SOURCE EXTRACT —
━━━━━━━━
Norwegian Cheese: best in the world?!

Norway Landscape
Norway in the Fall

Over the past few months I have traveled through Norway quite a bit. It is a country of perdendicular cliffs, deep fjords, beautiful old wooden churches, tacticurn people and yes, cheese. Not in the way that France or Italy are cheese countries. There, food trumps pretty much everything else in importance; many a heated debate or meandering discussion is devoted to the merits of this tomato versus that one, to the perfect way to roast a chicken or the preferred age of a soft cheese. In Norway, people seem too level-headed to let quandaries like these take over the afternoon, and I imagine Jørn Hafslund to be just such a Norwegian when he decided to make a cheese that was, well, just good. His tiny farm outside of Bergen with about a dozen cows was a labor of love, his was not a long pedigree of cheesemakers and I suspect that he may not have submitted his cheese to the World Cheese Awards competition if it hadn’t been held in Bergen last year. As it was, he presented his Fanaost and won first price. When I met the man who made the best cheese in the world, he was still not all that comfortable with his new found fame. “It iss nais, of kors. But also ferry stressful” he responded when I asked him about it. He could only muster a bit of a smile when my picture also had his son in it – sharing fame apparently helps to deal with it.
━━━━━━━━
DATASET EXTRACT —
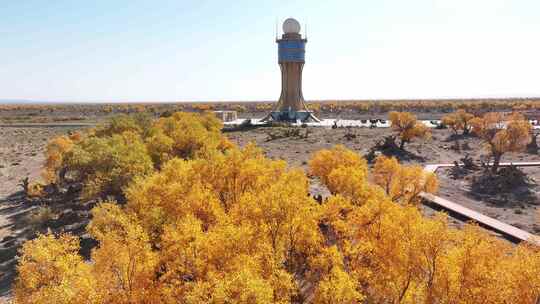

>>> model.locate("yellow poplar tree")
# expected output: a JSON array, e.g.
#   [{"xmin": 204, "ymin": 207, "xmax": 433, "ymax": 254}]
[{"xmin": 388, "ymin": 111, "xmax": 431, "ymax": 150}]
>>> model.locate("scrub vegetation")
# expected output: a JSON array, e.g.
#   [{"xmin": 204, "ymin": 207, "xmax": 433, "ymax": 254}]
[{"xmin": 10, "ymin": 112, "xmax": 540, "ymax": 304}]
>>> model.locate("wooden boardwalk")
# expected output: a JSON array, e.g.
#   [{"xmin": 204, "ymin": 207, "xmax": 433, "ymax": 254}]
[{"xmin": 420, "ymin": 162, "xmax": 540, "ymax": 245}]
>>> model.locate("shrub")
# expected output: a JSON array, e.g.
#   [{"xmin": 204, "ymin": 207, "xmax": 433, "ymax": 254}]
[{"xmin": 388, "ymin": 111, "xmax": 431, "ymax": 150}]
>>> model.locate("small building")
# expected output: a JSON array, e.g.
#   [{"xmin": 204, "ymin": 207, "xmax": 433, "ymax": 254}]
[{"xmin": 214, "ymin": 111, "xmax": 238, "ymax": 122}]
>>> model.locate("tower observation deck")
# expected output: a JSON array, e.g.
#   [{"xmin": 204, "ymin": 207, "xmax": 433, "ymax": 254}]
[{"xmin": 264, "ymin": 18, "xmax": 319, "ymax": 122}]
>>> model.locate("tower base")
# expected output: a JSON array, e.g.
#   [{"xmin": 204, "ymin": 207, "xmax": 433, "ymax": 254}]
[{"xmin": 262, "ymin": 111, "xmax": 321, "ymax": 123}]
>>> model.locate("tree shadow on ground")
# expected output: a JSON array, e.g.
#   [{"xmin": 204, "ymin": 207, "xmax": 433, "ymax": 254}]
[
  {"xmin": 0, "ymin": 186, "xmax": 97, "ymax": 297},
  {"xmin": 468, "ymin": 166, "xmax": 538, "ymax": 207},
  {"xmin": 365, "ymin": 136, "xmax": 425, "ymax": 163}
]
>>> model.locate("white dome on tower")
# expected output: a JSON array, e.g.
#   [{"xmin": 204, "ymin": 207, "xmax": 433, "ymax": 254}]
[{"xmin": 283, "ymin": 18, "xmax": 300, "ymax": 34}]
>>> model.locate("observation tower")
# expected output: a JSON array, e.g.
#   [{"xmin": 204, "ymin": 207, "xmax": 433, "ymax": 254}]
[{"xmin": 263, "ymin": 18, "xmax": 320, "ymax": 122}]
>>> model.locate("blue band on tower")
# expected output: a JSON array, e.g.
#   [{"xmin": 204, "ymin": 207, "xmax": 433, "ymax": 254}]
[{"xmin": 278, "ymin": 40, "xmax": 306, "ymax": 62}]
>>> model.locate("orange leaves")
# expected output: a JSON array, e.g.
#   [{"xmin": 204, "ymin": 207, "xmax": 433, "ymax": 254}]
[
  {"xmin": 373, "ymin": 156, "xmax": 438, "ymax": 204},
  {"xmin": 309, "ymin": 145, "xmax": 367, "ymax": 184},
  {"xmin": 14, "ymin": 234, "xmax": 99, "ymax": 304},
  {"xmin": 442, "ymin": 109, "xmax": 474, "ymax": 134},
  {"xmin": 388, "ymin": 111, "xmax": 431, "ymax": 149},
  {"xmin": 471, "ymin": 112, "xmax": 532, "ymax": 172},
  {"xmin": 43, "ymin": 136, "xmax": 74, "ymax": 183},
  {"xmin": 15, "ymin": 121, "xmax": 540, "ymax": 304}
]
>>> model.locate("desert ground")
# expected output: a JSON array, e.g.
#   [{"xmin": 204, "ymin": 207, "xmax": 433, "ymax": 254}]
[{"xmin": 0, "ymin": 105, "xmax": 540, "ymax": 302}]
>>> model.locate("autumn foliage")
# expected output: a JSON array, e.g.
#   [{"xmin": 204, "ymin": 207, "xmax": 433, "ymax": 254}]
[
  {"xmin": 14, "ymin": 115, "xmax": 540, "ymax": 304},
  {"xmin": 471, "ymin": 112, "xmax": 532, "ymax": 172},
  {"xmin": 441, "ymin": 109, "xmax": 474, "ymax": 135},
  {"xmin": 388, "ymin": 111, "xmax": 431, "ymax": 150}
]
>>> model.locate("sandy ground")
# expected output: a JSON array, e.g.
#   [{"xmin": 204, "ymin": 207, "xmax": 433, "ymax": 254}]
[
  {"xmin": 0, "ymin": 127, "xmax": 79, "ymax": 303},
  {"xmin": 437, "ymin": 167, "xmax": 540, "ymax": 235},
  {"xmin": 0, "ymin": 120, "xmax": 540, "ymax": 303}
]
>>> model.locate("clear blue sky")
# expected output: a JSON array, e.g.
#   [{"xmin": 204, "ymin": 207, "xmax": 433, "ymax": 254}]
[{"xmin": 0, "ymin": 0, "xmax": 540, "ymax": 101}]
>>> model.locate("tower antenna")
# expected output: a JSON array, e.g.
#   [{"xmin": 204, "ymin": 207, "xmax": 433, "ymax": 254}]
[{"xmin": 274, "ymin": 17, "xmax": 278, "ymax": 40}]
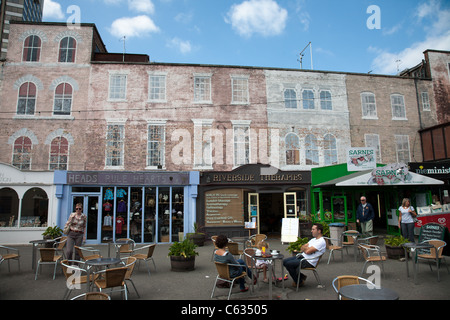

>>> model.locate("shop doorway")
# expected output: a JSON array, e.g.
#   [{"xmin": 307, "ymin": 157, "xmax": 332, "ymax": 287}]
[
  {"xmin": 259, "ymin": 193, "xmax": 284, "ymax": 238},
  {"xmin": 357, "ymin": 191, "xmax": 387, "ymax": 234}
]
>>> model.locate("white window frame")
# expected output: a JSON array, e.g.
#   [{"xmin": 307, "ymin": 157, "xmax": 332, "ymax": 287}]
[
  {"xmin": 364, "ymin": 133, "xmax": 382, "ymax": 163},
  {"xmin": 194, "ymin": 73, "xmax": 212, "ymax": 104},
  {"xmin": 108, "ymin": 70, "xmax": 129, "ymax": 102},
  {"xmin": 391, "ymin": 93, "xmax": 408, "ymax": 120},
  {"xmin": 148, "ymin": 72, "xmax": 167, "ymax": 103},
  {"xmin": 231, "ymin": 120, "xmax": 252, "ymax": 167},
  {"xmin": 105, "ymin": 119, "xmax": 126, "ymax": 169},
  {"xmin": 420, "ymin": 91, "xmax": 431, "ymax": 111},
  {"xmin": 145, "ymin": 120, "xmax": 167, "ymax": 170},
  {"xmin": 231, "ymin": 75, "xmax": 250, "ymax": 105},
  {"xmin": 361, "ymin": 92, "xmax": 378, "ymax": 119},
  {"xmin": 395, "ymin": 135, "xmax": 411, "ymax": 164},
  {"xmin": 319, "ymin": 90, "xmax": 333, "ymax": 110}
]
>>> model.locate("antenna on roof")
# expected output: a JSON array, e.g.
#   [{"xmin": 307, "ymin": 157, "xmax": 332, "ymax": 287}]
[
  {"xmin": 119, "ymin": 36, "xmax": 127, "ymax": 62},
  {"xmin": 297, "ymin": 41, "xmax": 314, "ymax": 70}
]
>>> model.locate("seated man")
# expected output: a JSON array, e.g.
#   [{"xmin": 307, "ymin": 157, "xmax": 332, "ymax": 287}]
[{"xmin": 283, "ymin": 223, "xmax": 327, "ymax": 287}]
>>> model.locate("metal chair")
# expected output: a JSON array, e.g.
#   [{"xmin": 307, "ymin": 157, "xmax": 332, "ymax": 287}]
[
  {"xmin": 0, "ymin": 246, "xmax": 20, "ymax": 272},
  {"xmin": 227, "ymin": 242, "xmax": 244, "ymax": 259},
  {"xmin": 131, "ymin": 243, "xmax": 156, "ymax": 276},
  {"xmin": 331, "ymin": 276, "xmax": 376, "ymax": 300},
  {"xmin": 211, "ymin": 261, "xmax": 247, "ymax": 300},
  {"xmin": 94, "ymin": 267, "xmax": 128, "ymax": 300},
  {"xmin": 323, "ymin": 237, "xmax": 344, "ymax": 264},
  {"xmin": 53, "ymin": 236, "xmax": 67, "ymax": 259},
  {"xmin": 61, "ymin": 260, "xmax": 98, "ymax": 300},
  {"xmin": 121, "ymin": 257, "xmax": 141, "ymax": 298},
  {"xmin": 34, "ymin": 248, "xmax": 61, "ymax": 280},
  {"xmin": 70, "ymin": 292, "xmax": 111, "ymax": 300},
  {"xmin": 297, "ymin": 254, "xmax": 323, "ymax": 292},
  {"xmin": 74, "ymin": 246, "xmax": 102, "ymax": 261},
  {"xmin": 116, "ymin": 238, "xmax": 136, "ymax": 257},
  {"xmin": 417, "ymin": 239, "xmax": 449, "ymax": 281},
  {"xmin": 359, "ymin": 244, "xmax": 386, "ymax": 275}
]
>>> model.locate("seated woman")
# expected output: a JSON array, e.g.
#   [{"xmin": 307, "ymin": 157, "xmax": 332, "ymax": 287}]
[{"xmin": 214, "ymin": 235, "xmax": 256, "ymax": 292}]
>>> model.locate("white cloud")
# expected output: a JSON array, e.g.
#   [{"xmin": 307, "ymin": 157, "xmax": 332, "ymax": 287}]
[
  {"xmin": 128, "ymin": 0, "xmax": 155, "ymax": 14},
  {"xmin": 225, "ymin": 0, "xmax": 288, "ymax": 37},
  {"xmin": 42, "ymin": 0, "xmax": 65, "ymax": 20},
  {"xmin": 368, "ymin": 0, "xmax": 450, "ymax": 74},
  {"xmin": 167, "ymin": 38, "xmax": 192, "ymax": 54},
  {"xmin": 109, "ymin": 15, "xmax": 159, "ymax": 38}
]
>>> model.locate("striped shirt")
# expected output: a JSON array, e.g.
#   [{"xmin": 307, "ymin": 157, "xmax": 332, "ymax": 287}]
[{"xmin": 66, "ymin": 212, "xmax": 87, "ymax": 232}]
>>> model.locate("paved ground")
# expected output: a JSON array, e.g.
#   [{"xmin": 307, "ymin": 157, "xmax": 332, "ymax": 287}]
[{"xmin": 0, "ymin": 234, "xmax": 450, "ymax": 304}]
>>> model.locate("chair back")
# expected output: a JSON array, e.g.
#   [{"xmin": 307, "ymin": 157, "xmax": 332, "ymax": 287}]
[
  {"xmin": 244, "ymin": 248, "xmax": 256, "ymax": 268},
  {"xmin": 117, "ymin": 238, "xmax": 134, "ymax": 253},
  {"xmin": 122, "ymin": 257, "xmax": 137, "ymax": 279},
  {"xmin": 39, "ymin": 248, "xmax": 56, "ymax": 262},
  {"xmin": 428, "ymin": 240, "xmax": 447, "ymax": 259},
  {"xmin": 53, "ymin": 236, "xmax": 67, "ymax": 250},
  {"xmin": 84, "ymin": 292, "xmax": 111, "ymax": 300},
  {"xmin": 105, "ymin": 267, "xmax": 128, "ymax": 288},
  {"xmin": 214, "ymin": 261, "xmax": 230, "ymax": 280},
  {"xmin": 227, "ymin": 242, "xmax": 240, "ymax": 255},
  {"xmin": 147, "ymin": 243, "xmax": 156, "ymax": 259}
]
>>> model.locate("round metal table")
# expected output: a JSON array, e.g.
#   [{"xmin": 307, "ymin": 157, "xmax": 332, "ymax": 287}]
[
  {"xmin": 402, "ymin": 242, "xmax": 434, "ymax": 284},
  {"xmin": 339, "ymin": 284, "xmax": 399, "ymax": 300}
]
━━━━━━━━
PROBLEM A — In the piece on Norwegian cheese, which cheese did Jørn Hafslund present at the World Cheese Awards?
PROBLEM B — Carry on the piece about Norwegian cheese from its last sentence.

TASK OUTPUT A — Fanaost.

TASK OUTPUT B —
Ostegarden
Father and Son World Champions

Officially, the cheese is classified as a Gouda, which makes it a semi-hard, cooked cheese; yellow with an inedible rind. The flavor develops over time and this is why the age is rather crucial: a young Fanaost is a nice cheese, but not the gold medalist. That honor was bestowed on the Lagret Fanaost, matured for at least six months. Jørn has found an interesting way to cope with the skyrocketing demand: he is rationing the cheese he is willing to sell. I received a piece that was slightly more than 100 grams and could not get more. And even in Norway, where everything is expensive, I had a mild case of stickershock when I learned this slice of gold cheese would set me back about $10.

Rationed lagret
Lagret Fanaost – strictly rationed

Yes. Of course. The cheese was absolutely delicious, what would you think? Was it the best in the world? Who knows? An international jury said so and it has changed Jørn’s life. I found it to be surprisingly sweet, but with the saltiness that comes with maturity balancing perfectly. I would readily shell out another ten bucks if I could be granted permission to purchase another 100 grams, even if I am not sure I would travel all the way to his farm.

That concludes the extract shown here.